(The problem): Reproduce every line of the data below verbatim, without any changes.

## START Source material

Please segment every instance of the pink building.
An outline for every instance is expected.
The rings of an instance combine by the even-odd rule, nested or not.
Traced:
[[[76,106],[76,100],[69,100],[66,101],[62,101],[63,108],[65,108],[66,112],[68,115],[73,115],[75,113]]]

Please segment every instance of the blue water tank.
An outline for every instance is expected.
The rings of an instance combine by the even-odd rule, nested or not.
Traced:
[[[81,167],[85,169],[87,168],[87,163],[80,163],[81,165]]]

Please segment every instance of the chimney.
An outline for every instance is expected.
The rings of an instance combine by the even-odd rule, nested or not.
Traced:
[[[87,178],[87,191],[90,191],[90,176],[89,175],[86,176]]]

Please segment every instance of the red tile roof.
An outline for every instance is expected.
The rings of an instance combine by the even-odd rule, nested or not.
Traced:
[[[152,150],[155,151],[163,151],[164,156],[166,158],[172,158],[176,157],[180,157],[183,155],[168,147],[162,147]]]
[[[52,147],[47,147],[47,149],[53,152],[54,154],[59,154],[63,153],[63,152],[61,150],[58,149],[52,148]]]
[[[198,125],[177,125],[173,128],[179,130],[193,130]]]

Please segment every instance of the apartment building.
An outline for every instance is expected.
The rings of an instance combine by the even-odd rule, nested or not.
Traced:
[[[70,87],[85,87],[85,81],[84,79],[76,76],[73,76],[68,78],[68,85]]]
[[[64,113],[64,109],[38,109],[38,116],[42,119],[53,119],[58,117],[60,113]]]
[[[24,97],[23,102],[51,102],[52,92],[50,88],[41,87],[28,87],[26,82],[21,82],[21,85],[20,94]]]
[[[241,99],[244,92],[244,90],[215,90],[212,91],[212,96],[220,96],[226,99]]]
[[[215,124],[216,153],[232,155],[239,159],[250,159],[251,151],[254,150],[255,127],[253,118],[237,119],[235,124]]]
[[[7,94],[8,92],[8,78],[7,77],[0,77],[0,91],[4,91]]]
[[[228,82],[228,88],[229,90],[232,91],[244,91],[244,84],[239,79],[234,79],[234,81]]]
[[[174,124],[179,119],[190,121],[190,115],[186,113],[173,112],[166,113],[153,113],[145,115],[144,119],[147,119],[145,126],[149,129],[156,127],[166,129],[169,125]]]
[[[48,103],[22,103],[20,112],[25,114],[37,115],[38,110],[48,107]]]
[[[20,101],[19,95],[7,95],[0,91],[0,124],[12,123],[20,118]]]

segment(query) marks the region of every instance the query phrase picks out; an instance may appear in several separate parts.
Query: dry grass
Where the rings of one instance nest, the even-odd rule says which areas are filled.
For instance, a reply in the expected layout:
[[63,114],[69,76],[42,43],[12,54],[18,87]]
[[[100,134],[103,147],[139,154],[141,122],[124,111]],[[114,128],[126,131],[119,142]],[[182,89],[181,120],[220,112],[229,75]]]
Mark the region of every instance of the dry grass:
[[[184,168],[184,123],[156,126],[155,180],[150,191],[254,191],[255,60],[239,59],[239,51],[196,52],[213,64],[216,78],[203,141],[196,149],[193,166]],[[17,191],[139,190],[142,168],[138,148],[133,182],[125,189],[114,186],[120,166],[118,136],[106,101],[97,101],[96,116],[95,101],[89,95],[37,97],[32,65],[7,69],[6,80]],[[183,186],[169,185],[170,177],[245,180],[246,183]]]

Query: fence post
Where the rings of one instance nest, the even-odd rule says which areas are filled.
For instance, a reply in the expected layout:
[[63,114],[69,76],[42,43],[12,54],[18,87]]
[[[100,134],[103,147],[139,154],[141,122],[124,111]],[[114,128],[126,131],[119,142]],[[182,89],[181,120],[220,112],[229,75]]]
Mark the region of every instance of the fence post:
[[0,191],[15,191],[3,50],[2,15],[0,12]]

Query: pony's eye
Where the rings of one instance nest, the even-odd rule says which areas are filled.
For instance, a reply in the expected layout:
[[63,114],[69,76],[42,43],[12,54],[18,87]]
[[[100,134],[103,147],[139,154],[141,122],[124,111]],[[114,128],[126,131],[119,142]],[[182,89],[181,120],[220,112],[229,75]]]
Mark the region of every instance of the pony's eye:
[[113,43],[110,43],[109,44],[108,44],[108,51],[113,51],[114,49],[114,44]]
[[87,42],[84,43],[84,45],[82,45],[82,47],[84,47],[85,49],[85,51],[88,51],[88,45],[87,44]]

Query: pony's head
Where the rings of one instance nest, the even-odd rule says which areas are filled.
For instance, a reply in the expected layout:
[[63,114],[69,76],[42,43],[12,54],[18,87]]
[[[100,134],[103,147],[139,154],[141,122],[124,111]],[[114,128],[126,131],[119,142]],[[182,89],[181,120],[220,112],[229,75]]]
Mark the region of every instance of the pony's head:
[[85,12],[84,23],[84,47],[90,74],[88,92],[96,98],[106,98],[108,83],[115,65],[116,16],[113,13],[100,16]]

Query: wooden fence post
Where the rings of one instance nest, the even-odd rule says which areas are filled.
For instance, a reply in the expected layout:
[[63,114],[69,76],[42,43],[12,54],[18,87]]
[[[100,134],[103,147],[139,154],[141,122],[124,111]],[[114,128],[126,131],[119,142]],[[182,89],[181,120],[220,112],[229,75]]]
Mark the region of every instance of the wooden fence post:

## END Source material

(Result of this exercise):
Please segment every instance of the pink building.
An outline for every instance is expected.
The rings of an instance combine by the even-odd rule, nested or not.
Traced:
[[[76,106],[76,100],[69,100],[66,101],[62,101],[63,108],[65,108],[66,112],[68,115],[73,115],[75,113]]]

Please segment every instance of the blue water tank.
An outline for every instance is expected.
The rings of an instance combine by the even-odd rule, nested or not.
Traced:
[[[81,167],[85,169],[87,168],[87,163],[80,163],[81,165]]]

Please segment every instance of the chimney.
An outline for every instance is expected.
The rings of an instance combine by the even-odd rule, nested or not.
Traced:
[[[87,178],[87,191],[90,191],[90,176],[89,175],[86,176]]]

Please segment every instance of the red tile roof.
An outline for every instance is expected.
The rings of an instance combine by the even-odd rule, nested or not.
Traced:
[[[152,150],[155,151],[163,151],[164,156],[166,158],[172,158],[176,157],[180,157],[183,155],[168,147],[162,147]]]
[[[52,147],[47,147],[47,149],[53,152],[54,154],[59,154],[63,153],[63,152],[61,150],[58,149],[52,148]]]
[[[198,125],[177,125],[173,128],[179,130],[193,130]]]

Please segment every instance of the apartment building.
An outline for every instance is expected.
The rings of an instance combine by the even-odd rule, nested or not.
Traced:
[[[70,87],[85,87],[85,81],[84,79],[76,76],[73,76],[68,78],[68,85]]]
[[[64,113],[64,109],[38,109],[38,116],[42,119],[53,119],[58,117],[60,113]]]
[[[24,97],[23,102],[51,102],[52,92],[50,88],[41,87],[28,87],[26,82],[21,82],[21,85],[20,94]]]
[[[241,99],[244,92],[244,90],[215,90],[212,91],[212,96],[220,96],[226,99]]]
[[[215,124],[216,153],[232,155],[239,159],[250,159],[251,151],[254,150],[255,127],[253,118],[237,119],[235,124]]]
[[[7,94],[8,92],[8,78],[7,77],[0,77],[0,91],[4,91]]]
[[[228,82],[228,88],[229,90],[232,91],[244,91],[244,84],[239,79],[234,79],[234,81]]]
[[[174,124],[179,119],[190,121],[190,115],[186,113],[173,112],[166,113],[153,113],[145,115],[144,119],[147,119],[145,126],[149,129],[156,127],[166,129],[169,125]]]
[[[48,103],[22,103],[20,112],[25,114],[37,115],[38,110],[48,107]]]
[[[20,101],[19,95],[7,95],[0,91],[0,124],[12,123],[20,118]]]

segment(query) marks the region of every instance the query phrase picks out; an instance may appear in several separate parts.
Query: dry grass
Where the rings of one instance nest, the even-odd rule says which areas are filled.
For instance, a reply in the expected layout:
[[63,114],[69,76],[42,43],[12,54],[18,87]]
[[[100,134],[103,147],[139,154],[141,122],[124,111]],[[114,128],[126,131],[119,142]],[[182,89],[181,120],[220,112],[229,75]]]
Mark the region of every instance of the dry grass:
[[[184,168],[184,123],[156,126],[155,180],[150,191],[254,191],[255,60],[239,59],[239,51],[196,52],[213,64],[216,78],[203,141],[196,149],[193,166]],[[17,191],[139,190],[142,168],[138,148],[133,182],[125,189],[114,186],[120,166],[118,136],[106,101],[97,101],[96,116],[95,101],[89,95],[37,97],[32,65],[7,69],[6,80]],[[183,186],[169,185],[170,177],[245,180],[246,183]]]

Query: fence post
Where the rings of one instance nest, the even-odd rule says which areas are filled.
For instance, a reply in the expected layout:
[[63,114],[69,76],[42,43],[12,54],[18,87]]
[[[100,134],[103,147],[139,154],[141,122],[124,111]],[[114,128],[126,131],[119,142]],[[182,89],[181,120],[220,112],[229,75]]]
Mark the region of every instance of the fence post:
[[0,191],[15,191],[3,50],[2,15],[0,12]]

Query: pony's eye
Where the rings of one instance nest, the even-odd rule says which areas are filled.
For instance, a reply in the expected layout:
[[63,114],[69,76],[42,43],[12,54],[18,87]]
[[[100,134],[103,147],[139,154],[141,122],[124,111]],[[114,128],[126,131],[119,142]],[[182,89],[181,120],[220,112],[229,75]]]
Mark the region of every instance of the pony's eye:
[[113,43],[110,43],[109,44],[108,44],[108,51],[113,51],[114,49],[114,44]]
[[87,42],[84,43],[84,45],[82,45],[82,47],[84,47],[85,49],[85,51],[88,51],[88,45],[87,44]]

Query: pony's head
Where the rings of one instance nest, the even-odd rule says which areas are filled.
For instance, a reply in the expected layout:
[[63,114],[69,76],[42,43],[12,54],[18,87]]
[[[100,134],[103,147],[139,154],[141,122],[124,111]],[[114,128],[126,131],[119,142]],[[182,89],[181,120],[220,112],[229,75]]]
Mark the region of every instance of the pony's head:
[[85,12],[84,23],[84,47],[90,74],[88,92],[96,98],[106,98],[108,83],[115,65],[116,16],[113,13],[100,16]]

Query: wooden fence post
Where the rings of one instance nest, the even-odd rule says which areas are filled.
For instance, a reply in the expected layout:
[[63,114],[69,76],[42,43],[12,54],[18,87]]
[[[100,134],[103,147],[139,154],[141,122],[124,111]],[[114,128],[126,131],[119,142]],[[182,89],[181,120],[220,112],[229,75]]]
Mark the region of every instance of the wooden fence post:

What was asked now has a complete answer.